### WHAT THIS TASK INVOLVES
Render every line of the items below as a JSON list of strings, one string per line, omitting blank lines.

(Stored data entries)
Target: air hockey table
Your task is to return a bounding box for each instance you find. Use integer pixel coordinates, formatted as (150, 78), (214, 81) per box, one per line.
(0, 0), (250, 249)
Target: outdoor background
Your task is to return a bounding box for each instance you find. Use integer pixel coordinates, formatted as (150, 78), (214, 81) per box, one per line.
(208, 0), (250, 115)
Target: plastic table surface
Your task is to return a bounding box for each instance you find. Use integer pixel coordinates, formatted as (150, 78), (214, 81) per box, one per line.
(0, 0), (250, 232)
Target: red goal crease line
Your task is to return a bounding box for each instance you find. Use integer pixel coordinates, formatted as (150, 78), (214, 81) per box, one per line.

### TASK SOLUTION
[
  "Target: air hockey table",
  "Your task is to return a bounding box for each instance you find. Use integer pixel coordinates, formatted as (150, 78), (214, 81) per box, one per line.",
  "(0, 0), (250, 249)",
  "Target: outdoor background",
  "Your task is to return a bounding box for each instance you find. Use integer pixel coordinates, formatted as (150, 78), (214, 81) per box, one per line.",
  "(208, 0), (250, 115)",
  "Target: plastic table surface",
  "Your task is to return a bounding box for each instance you find. Use integer pixel coordinates, formatted as (150, 78), (214, 81) per box, one per line.",
  "(0, 0), (250, 232)",
  "Target: red goal crease line",
  "Your task is to return a bounding box for each instance you find. Use integer pixel coordinates, formatted as (150, 78), (214, 81) per box, one per line."
]